Jenkins vs Harness

Comparing two powerful CI/CD automation platforms

Introduction to Jenkins

Overview

What is Jenkins

Jenkins was initially released in 2004 as Hudson, before becoming Jenkins in 2011 following a fork from Oracle's control. With nearly two decades of development, Jenkins has established itself as one of the most widely adopted CI/CD solutions in the industry. Written in Java, Jenkins has proven its reliability and stability across numerous production environments. The project is maintained by a vast and active community of users and contributors who continually evolve and improve the platform. Jenkins provides a server-based system that allows developers to automate various stages of their build pipeline and offers tremendous flexibility through its extensive plugin ecosystem with over 1,700 plugins.

Extensible Plugin Architecture

Tower and Logos

Pipeline as Code


pipeline {
    agent any // Specifies that the pipeline can run on any available agent

    stages {
        stage('Build') { // Defines a stage named 'Build'
            steps {
                echo "Building the application..." // Executes a simple echo command
                sh 'mvn clean install' // Executes a shell command to build with Maven
            }
        }

        stage('Test') { // Defines a stage named 'Test'
            steps {
                echo "Running tests..."
                sh 'mvn test' // Executes a shell command to run tests with Maven
                junit '**/target/surefire-reports/*.xml' // Publishes JUnit test results
            }
        }

        stage('Deploy') { // Defines a stage named 'Deploy'
            when {
                branch 'main' // This stage only runs when the branch is 'main'
            }
            steps {
                echo "Deploying the application..."
                // Add deployment steps here, e.g., 'sh 'scp target/myapp.jar user@server:/path'
            }
        }
    }

    post { // Defines post-build actions
        always {
            echo "Pipeline finished."
        }
        success {
            echo "Build successful!"
        }
        failure {
            echo "Build failed!"
        }
    }
}

Distributed Build Architecture

Build model

What are the trade offs?

Advantages

  1. Open-Source and Free: Jenkins is completely free and open-source, which eliminates licensing costs and provides full access to the source code. This makes it accessible to organizations of all sizes, from small startups to large enterprises.
  2. Extensive Community Support: With a vast and active community, Jenkins users benefit from extensive documentation, forums, and a wealth of shared knowledge. This community-driven approach ensures continuous improvement and quick resolution of issues.
  3. Flexibility and Customization: The extensive plugin ecosystem allows Jenkins to be configured for almost any continuous integration and delivery workflow. Organizations can tailor Jenkins to their specific needs, integrating with preferred tools and technologies.
  4. Multi-platform Support: Jenkins can run on various operating systems including Windows, macOS, and different Unix variants like Ubuntu and OpenSUSE, making it adaptable to diverse infrastructure environments.

## Record excerpts:
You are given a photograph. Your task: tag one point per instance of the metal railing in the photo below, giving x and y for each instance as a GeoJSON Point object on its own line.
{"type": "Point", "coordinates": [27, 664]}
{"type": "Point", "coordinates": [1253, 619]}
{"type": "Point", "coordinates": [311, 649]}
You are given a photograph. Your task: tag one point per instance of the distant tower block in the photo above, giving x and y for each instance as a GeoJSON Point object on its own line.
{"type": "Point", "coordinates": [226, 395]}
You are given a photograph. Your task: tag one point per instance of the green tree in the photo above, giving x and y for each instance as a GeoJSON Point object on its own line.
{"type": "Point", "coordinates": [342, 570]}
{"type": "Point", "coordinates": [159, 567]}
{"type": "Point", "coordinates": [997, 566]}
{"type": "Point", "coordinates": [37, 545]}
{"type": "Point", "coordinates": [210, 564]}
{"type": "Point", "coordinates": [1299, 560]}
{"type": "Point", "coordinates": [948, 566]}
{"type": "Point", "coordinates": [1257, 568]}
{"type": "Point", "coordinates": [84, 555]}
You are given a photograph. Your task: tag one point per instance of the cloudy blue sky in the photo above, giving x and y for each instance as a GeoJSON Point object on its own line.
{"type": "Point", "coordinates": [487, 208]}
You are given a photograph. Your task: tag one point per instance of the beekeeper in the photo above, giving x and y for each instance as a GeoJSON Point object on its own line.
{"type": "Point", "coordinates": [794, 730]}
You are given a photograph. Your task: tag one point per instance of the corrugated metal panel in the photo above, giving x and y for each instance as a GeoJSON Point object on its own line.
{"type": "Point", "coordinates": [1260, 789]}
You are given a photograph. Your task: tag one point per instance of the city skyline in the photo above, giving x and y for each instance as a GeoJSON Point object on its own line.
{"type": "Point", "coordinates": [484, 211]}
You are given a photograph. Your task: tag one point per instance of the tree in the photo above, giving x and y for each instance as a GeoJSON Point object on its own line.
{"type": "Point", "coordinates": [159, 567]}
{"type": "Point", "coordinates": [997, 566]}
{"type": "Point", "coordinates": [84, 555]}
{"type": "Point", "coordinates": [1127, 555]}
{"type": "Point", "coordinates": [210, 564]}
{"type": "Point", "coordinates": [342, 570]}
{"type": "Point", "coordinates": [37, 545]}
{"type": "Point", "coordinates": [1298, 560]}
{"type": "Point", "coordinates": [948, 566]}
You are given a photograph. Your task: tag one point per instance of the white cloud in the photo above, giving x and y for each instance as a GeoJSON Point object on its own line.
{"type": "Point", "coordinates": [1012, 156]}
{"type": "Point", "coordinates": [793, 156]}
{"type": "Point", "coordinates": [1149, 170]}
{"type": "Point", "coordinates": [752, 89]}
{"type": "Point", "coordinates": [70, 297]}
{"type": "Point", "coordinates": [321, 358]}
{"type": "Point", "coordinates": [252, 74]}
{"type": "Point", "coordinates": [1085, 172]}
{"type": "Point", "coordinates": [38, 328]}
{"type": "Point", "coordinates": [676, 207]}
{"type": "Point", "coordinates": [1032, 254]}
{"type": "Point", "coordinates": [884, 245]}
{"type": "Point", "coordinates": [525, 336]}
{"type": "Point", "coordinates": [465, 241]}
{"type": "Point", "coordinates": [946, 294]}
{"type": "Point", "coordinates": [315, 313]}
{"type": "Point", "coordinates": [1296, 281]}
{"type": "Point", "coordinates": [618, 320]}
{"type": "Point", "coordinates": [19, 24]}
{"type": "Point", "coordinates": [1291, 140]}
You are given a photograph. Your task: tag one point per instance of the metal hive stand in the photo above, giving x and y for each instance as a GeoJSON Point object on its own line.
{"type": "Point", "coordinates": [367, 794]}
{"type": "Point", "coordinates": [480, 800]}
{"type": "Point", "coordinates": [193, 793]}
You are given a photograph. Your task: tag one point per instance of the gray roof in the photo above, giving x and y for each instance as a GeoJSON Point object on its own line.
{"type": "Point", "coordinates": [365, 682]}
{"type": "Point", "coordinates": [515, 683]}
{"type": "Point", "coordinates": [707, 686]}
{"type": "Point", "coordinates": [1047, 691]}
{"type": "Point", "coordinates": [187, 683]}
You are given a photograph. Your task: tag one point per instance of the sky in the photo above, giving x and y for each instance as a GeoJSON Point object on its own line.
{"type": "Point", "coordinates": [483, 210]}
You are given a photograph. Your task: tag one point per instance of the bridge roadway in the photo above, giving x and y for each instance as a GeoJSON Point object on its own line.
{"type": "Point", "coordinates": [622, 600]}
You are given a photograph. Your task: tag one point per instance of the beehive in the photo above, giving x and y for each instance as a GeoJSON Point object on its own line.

## What to work on:
A – Render this sentence from the Jenkins overview in Spanish: "Written in Java, Jenkins has proven its reliability and stability across numerous production environments."
B – Extend the Jenkins comparison text from the point at which it stops, matching its tone and format.
The data above was drawn from a source unrelated to the Jenkins text.

## Solved problems:
A – Escrito en Java, Jenkins ha demostrado su fiabilidad y estabilidad en numerosos entornos de producción.

B –
Disadvantages

  1. Complex Configuration and Maintenance: Jenkins can be complex to set up and maintain, particularly for large-scale deployments. The web UI-driven interaction model can lead to configuration drift without proper management of pipeline-as-code practices.
  2. Security Challenges: As an open-source tool, Jenkins requires careful security management to prevent vulnerabilities. Organizations need to stay vigilant about updating plugins and implementing proper authentication and authorization controls.
  3. Resource Intensive: Jenkins can consume significant system resources, especially as the number of jobs and plugins increases. The master server can become a performance bottleneck in large deployments without proper optimization.
  4. Outdated User Interface: While functional, Jenkins' user interface is often criticized for being outdated and less intuitive compared to more modern CI/CD platforms, though recent updates have aimed to modernize the look and feel.

Introduction to Harness

Overview

What is Harness

Harness was founded in 2016 as a proprietary continuous delivery platform and has since evolved into a comprehensive DevOps platform. The company expanded its capabilities in 2020 by acquiring Drone.io, a self-service continuous integration platform, which forms the foundation of Harness CI. Harness has positioned itself as an AI-native software delivery platform, focusing on developer self-service and intelligent automation. Originally developed as a CD solution for virtual machines, Harness now offers a unified platform designed to provide full traceability throughout the entire software lifecycle.

Automation with AI

Box with shadows

Unified DevOps Platform

Connect dots with check marks

Continuous Verification

Lots of connected dots

What are the trade offs?

Advantages

  1. Developer Self-Service: Harness accelerates developer onboarding with a low-effort enterprise-grade Internal Developer Portal (IDP) built on Backstage. This self-service approach empowers developers to manage their workflows with less dependence on operations teams.
  2. Ready-Made Deployment Strategies: Harness provides out-of-the-box deployment templates for blue/green, canary, and rolling deployments, making it easier to implement advanced deployment strategies without extensive configuration.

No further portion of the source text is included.